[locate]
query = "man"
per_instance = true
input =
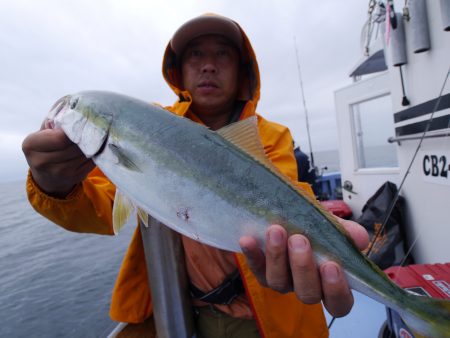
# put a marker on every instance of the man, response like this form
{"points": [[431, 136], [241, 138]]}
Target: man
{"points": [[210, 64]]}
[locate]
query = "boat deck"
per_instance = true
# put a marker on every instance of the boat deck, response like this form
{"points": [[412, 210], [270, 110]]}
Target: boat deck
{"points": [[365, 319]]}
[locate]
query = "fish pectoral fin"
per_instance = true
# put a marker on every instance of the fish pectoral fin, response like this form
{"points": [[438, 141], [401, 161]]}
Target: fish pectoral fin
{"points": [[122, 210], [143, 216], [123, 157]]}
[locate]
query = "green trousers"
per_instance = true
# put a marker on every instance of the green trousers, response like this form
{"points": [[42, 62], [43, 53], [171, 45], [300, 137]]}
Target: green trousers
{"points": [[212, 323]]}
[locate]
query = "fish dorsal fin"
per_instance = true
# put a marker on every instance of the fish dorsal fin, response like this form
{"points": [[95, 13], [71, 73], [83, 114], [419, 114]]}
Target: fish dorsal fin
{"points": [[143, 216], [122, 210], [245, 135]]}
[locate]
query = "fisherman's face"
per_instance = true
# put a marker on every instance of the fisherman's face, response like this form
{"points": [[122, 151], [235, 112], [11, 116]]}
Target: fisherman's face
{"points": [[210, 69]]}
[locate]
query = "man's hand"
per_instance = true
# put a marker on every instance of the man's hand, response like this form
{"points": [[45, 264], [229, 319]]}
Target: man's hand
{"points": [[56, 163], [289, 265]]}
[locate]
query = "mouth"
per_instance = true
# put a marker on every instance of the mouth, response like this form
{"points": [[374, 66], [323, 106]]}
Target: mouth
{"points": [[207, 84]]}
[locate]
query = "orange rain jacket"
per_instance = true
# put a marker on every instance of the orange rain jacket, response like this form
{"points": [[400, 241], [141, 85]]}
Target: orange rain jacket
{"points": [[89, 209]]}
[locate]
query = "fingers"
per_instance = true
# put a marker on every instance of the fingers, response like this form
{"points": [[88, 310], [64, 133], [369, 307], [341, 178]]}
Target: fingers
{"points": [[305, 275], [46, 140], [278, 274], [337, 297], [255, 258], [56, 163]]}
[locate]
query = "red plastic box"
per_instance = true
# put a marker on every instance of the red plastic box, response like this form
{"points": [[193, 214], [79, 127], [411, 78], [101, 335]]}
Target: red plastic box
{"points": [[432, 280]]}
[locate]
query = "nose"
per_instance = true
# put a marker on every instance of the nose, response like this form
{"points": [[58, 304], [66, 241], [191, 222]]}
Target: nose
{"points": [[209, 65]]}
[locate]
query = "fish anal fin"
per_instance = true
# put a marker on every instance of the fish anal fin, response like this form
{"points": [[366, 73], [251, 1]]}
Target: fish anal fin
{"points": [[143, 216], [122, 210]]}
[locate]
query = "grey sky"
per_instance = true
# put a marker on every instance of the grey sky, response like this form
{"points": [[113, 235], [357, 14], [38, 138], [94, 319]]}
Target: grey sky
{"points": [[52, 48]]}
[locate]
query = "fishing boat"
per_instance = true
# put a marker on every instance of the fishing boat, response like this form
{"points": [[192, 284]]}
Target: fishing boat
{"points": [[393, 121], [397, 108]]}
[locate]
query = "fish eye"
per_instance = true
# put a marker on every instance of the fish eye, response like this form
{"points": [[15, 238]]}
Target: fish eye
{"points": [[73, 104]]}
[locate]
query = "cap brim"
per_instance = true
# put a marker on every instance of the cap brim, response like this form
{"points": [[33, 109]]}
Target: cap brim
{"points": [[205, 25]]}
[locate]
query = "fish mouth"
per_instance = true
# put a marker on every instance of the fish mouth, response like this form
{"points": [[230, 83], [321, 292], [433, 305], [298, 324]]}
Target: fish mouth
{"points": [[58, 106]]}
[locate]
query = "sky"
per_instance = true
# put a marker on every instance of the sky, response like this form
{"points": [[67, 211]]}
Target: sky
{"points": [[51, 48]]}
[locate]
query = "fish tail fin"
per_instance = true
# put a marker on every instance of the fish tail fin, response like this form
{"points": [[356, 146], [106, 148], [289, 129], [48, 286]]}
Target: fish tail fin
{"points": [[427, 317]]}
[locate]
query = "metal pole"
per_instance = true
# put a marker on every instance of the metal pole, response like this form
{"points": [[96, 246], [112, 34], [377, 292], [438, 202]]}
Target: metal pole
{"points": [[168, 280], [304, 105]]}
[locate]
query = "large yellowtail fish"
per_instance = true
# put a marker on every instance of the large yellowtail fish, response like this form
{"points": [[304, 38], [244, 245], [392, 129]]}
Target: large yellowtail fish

══════

[SET TASK]: All of the material above needs to be restated exactly, with no pictures.

[TASK RESULT]:
[locate]
query = "man"
per_instance = true
input =
# put a marker on every instance of the man, response like this form
{"points": [[431, 136], [241, 138]]}
Target: man
{"points": [[210, 64]]}
[locate]
query = "boat deck"
per_instance = true
# put a marker on every instance of the boat deck, response like this form
{"points": [[412, 210], [270, 110]]}
Target: boat deck
{"points": [[365, 319]]}
[locate]
query = "fish pectoral fin"
per_instance = true
# put a marker on every instance of the fish pectoral fin, response like this form
{"points": [[438, 141], [401, 161]]}
Target: fish pectoral fin
{"points": [[122, 210], [143, 216], [123, 157]]}
[locate]
query = "green trousers"
per_instance = true
# put a marker on every instance of the green trousers, response like this form
{"points": [[42, 62], [43, 53], [171, 45], [300, 137]]}
Target: green trousers
{"points": [[212, 323]]}
[locate]
query = "fish dorsal fin"
per_instance = true
# put a marker on every instance of the fish dorsal fin, response like this form
{"points": [[95, 13], [71, 73], [83, 114], [419, 114]]}
Target: fish dorsal fin
{"points": [[143, 216], [122, 210], [245, 135]]}
[locate]
query = "fisherman's face"
per_instance = true
# put a marker on every instance of the fisherman's face, response like this form
{"points": [[122, 151], [235, 112], [11, 116]]}
Target: fisherman's face
{"points": [[210, 69]]}
[locate]
query = "man's hand"
per_instance = true
# put a marker on every instance of the man's hand, response like this form
{"points": [[45, 264], [229, 319]]}
Target: man's hand
{"points": [[56, 163], [289, 265]]}
[locate]
query = "mouth"
per_instance = true
# put a marker on every instance of the mouth, response like this form
{"points": [[374, 66], [323, 106]]}
Target: mouth
{"points": [[207, 84]]}
[locate]
query = "orange rain jacket"
per_instance = true
# put a marker on every instance of the orange rain jacket, response like this form
{"points": [[400, 241], [141, 85]]}
Target: orange rain jacket
{"points": [[89, 209]]}
[locate]
query = "fingers"
per_instance = true
# put a marker on every instance of the fingers, response like this form
{"points": [[88, 310], [64, 133], [369, 307], [341, 178]]}
Target: fingers
{"points": [[305, 275], [46, 140], [278, 274], [337, 297], [255, 258], [56, 163]]}
[locate]
query = "red plastic box"
per_instance = true
# put a marker on every instance of the red plastic box, response like this form
{"points": [[193, 214], [79, 127], [411, 78], [101, 335]]}
Target: red plastic box
{"points": [[432, 280]]}
[locate]
query = "nose"
per_instance = true
# put a marker on every instance of the nose, response like this form
{"points": [[58, 304], [66, 241], [191, 222]]}
Target: nose
{"points": [[209, 65]]}
[locate]
query = "fish anal fin"
per_instance = true
# put a marker on every instance of the fish anal fin, response like this form
{"points": [[366, 73], [251, 1]]}
Target: fish anal fin
{"points": [[143, 216], [122, 210]]}
[locate]
query = "grey sky"
per_instance = true
# put a marker on every instance of the grey sky, response like this form
{"points": [[113, 235], [357, 14], [38, 138], [94, 319]]}
Target: grey sky
{"points": [[52, 48]]}
[locate]
query = "fishing boat"
per_instance = true
# put a marker on every instance of the fishing boat, response like this form
{"points": [[192, 284]]}
Target: fishing boat
{"points": [[393, 121], [397, 108]]}
[locate]
query = "fish eye"
per_instance = true
# put a marker on every instance of the fish eye, response like this form
{"points": [[15, 238]]}
Target: fish eye
{"points": [[73, 104]]}
[locate]
query = "cap brim"
per_instance = true
# put a marker on every instance of the cap brim, response like this form
{"points": [[33, 109]]}
Target: cap brim
{"points": [[205, 25]]}
[locate]
query = "fish mouth"
per_instance = true
# put a marker on every instance of the fish mouth, response like this form
{"points": [[230, 83], [321, 292], [433, 305], [298, 324]]}
Target: fish mouth
{"points": [[58, 106]]}
[locate]
query = "sky"
per_instance = true
# put a marker on every instance of the sky, response like this form
{"points": [[67, 211]]}
Target: sky
{"points": [[51, 48]]}
[locate]
query = "fish tail fin"
per_instance = true
# put a marker on every instance of the fish tail fin, response like this form
{"points": [[356, 146], [106, 148], [289, 129], [48, 286]]}
Target: fish tail fin
{"points": [[427, 317]]}
[locate]
query = "metal pole"
per_instance = true
# put a marker on every instance of the metal pole, response like this form
{"points": [[96, 246], [112, 34], [377, 292], [438, 202]]}
Target: metal pole
{"points": [[168, 280], [304, 105]]}
[locate]
query = "large yellowtail fish"
per_instance = true
# put a marker on every instance of the large yellowtail fish, response like this form
{"points": [[304, 38], [244, 245], [392, 129]]}
Target: large yellowtail fish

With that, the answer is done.